» **INSTRUCCIÓN A**: Extrae, por favor, cada línea de los registros que contenga la cadena "green", distinguiendo entre mayúsculas y minúsculas.

» **TEXTO DE ORIGEN**:
+ + +

En Colombia, los ataques armados o acciones violentas contra niñas, niños y adolescentes, como el que puso en máximo riesgo a centenares de menores en El Tarra, Norte de Santander, mientras conmemoraban el Día del Niño – difícil encontrarse con un mayor contrasentido– se han convertido en mero paisaje. Titular de un día, sin más. Es de lamentar cómo nuestra sociedad, inmersa en sus irresolubles conflictos de adultos, vulnera, sin el menor pudor, los derechos fundamentales de esta población –el 30 % del total nacional– que están consignados en la Declaración Universal de los Derechos Humanos y en tratados y convenciones internacionales. Letra muerta. Duele reconocer cómo sus garantías de protección, educación, salud, vivienda o nutrición adecuada, solo por mencionar algunas, siguen siendo una deuda del Estado y del Gobierno de turno, pero también de sus propias familias.

Tanto a nivel físico como emocional, los menores desarrollan su potencial durante los primeros años, una etapa crucial que define la existencia de los futuros adultos en los que se transformarán. Sin una infancia sana en la que se salvaguarde el goce efectivo de sus derechos, esta población –considerada la más indefensa y vulnerable del conjunto de la sociedad– corre el riesgo de ver comprometido su porvenir. Frente a todo abuso sexual, maltrato físico, violencia sicológica, explotación laboral o cualquier otra lacra que destroce la vida de los más pequeños no cabe ni el tabú ni el silencio. El bienestar de los menores de edad en sus diversos ámbitos es el indicador más relevante para determinar el progreso de una comunidad. En nuestro caso, reprobamos irremediablemente.

+ + +

» **REGISTROS**:
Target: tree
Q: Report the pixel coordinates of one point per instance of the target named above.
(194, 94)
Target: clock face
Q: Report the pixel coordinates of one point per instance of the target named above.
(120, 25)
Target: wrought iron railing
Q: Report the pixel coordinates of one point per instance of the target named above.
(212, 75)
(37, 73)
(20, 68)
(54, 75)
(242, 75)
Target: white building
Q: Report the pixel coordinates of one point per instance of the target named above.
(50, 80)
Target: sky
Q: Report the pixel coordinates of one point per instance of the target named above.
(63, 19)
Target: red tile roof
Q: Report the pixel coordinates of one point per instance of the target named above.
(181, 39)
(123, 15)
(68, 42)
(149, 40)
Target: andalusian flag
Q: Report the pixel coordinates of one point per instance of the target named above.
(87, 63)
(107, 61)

+ + +

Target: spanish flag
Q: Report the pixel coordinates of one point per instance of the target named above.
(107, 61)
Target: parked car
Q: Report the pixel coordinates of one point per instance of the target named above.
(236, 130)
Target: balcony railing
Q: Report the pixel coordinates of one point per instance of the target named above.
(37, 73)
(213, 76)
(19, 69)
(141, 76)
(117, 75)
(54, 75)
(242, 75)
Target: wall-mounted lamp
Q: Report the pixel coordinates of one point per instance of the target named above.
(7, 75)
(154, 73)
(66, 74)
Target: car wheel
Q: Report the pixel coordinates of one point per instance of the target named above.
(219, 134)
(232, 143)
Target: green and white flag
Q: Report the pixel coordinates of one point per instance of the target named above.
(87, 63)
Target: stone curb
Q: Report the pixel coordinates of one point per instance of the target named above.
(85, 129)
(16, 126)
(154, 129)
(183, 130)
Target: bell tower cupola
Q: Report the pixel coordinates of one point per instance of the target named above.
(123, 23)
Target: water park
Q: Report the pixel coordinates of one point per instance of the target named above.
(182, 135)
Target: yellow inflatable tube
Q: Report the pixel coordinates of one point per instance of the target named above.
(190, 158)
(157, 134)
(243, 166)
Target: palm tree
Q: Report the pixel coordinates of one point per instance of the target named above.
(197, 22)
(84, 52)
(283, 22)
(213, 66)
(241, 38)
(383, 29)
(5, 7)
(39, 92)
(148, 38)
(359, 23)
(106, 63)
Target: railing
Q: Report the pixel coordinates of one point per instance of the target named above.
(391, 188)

+ + +

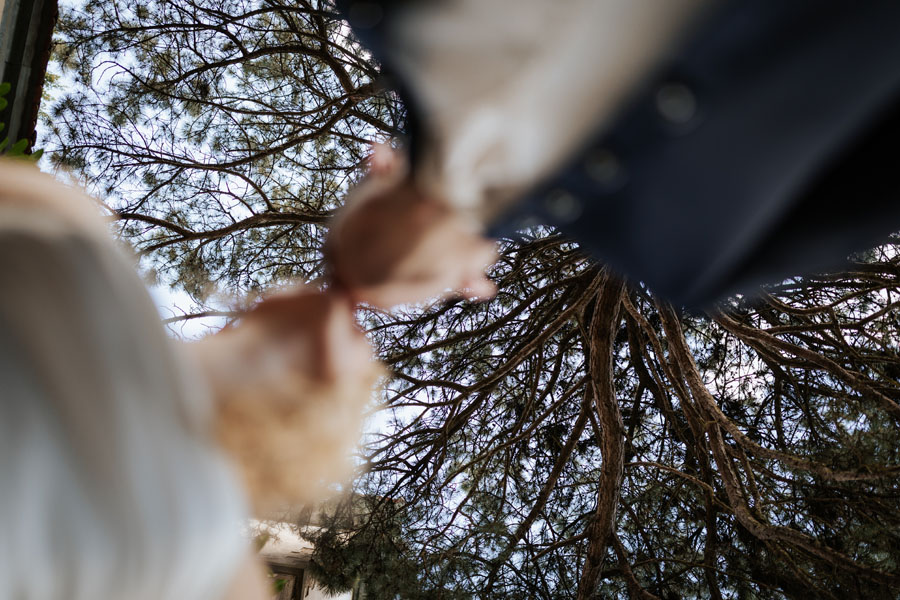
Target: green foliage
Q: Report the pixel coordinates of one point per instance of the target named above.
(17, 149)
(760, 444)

+ + +

» **INSTRUCCIÓN B**: Según el texto sobre los derechos de la niñez en Colombia, ¿qué porcentaje del total nacional representan las niñas, niños y adolescentes?

» **RESULTADO FINAL A**:
Target: green and white flag
Target: green foliage

» **RESULTADO FINAL B**: El 30 % del total nacional.